EXERCISE AIM -> Please repeat every entry exactly as written, but skip the pictures.

DATASET EXCERPTS ->
________
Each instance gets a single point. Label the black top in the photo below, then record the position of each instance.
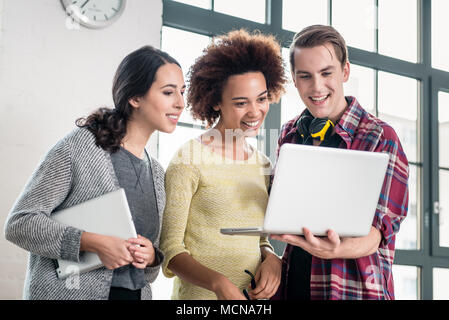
(298, 279)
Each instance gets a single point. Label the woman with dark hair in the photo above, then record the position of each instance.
(105, 153)
(218, 180)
________
SOLUTION FOR THIS PROBLEM ->
Each instance gets a single point. Label the black top in the photo below, then record the position of each instance.
(298, 279)
Each instance gets a single point. Label the woman with dark hair in the photo above, then record the position of each instance.
(105, 153)
(218, 180)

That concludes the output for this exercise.